=== RECORDS FOR THIS TASK ===
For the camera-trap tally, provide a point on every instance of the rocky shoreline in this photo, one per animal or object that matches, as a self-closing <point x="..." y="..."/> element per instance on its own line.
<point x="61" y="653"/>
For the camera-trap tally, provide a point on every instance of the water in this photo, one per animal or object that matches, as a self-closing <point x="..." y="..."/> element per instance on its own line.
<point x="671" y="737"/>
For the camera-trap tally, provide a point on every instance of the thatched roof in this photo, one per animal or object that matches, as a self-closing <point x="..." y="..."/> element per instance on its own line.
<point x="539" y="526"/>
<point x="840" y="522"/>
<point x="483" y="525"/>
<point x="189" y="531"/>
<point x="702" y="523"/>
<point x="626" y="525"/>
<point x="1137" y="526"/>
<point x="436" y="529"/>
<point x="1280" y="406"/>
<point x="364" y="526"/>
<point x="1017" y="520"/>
...
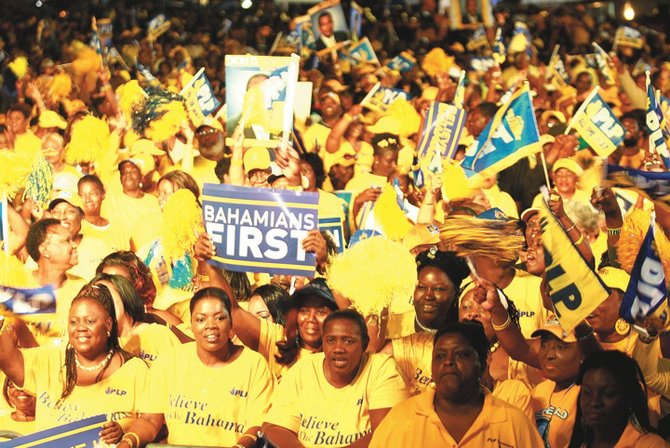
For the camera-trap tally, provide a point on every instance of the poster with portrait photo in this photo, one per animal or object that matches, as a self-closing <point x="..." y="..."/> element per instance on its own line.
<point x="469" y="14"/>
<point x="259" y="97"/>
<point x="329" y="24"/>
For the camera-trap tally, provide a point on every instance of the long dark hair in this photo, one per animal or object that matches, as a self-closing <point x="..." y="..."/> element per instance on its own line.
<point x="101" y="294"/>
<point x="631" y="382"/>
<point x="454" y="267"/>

=== WHAT THIS TASK INVOLVES ===
Pull out each line of the data above that contains the word "thatched" and copy it.

=== FINAL ANSWER ===
For the camera-trap tally, provide a point on every instance of the thatched roof in this photo, one per animal or object that matches, as a self-closing <point x="..." y="..."/> element per instance on its own line.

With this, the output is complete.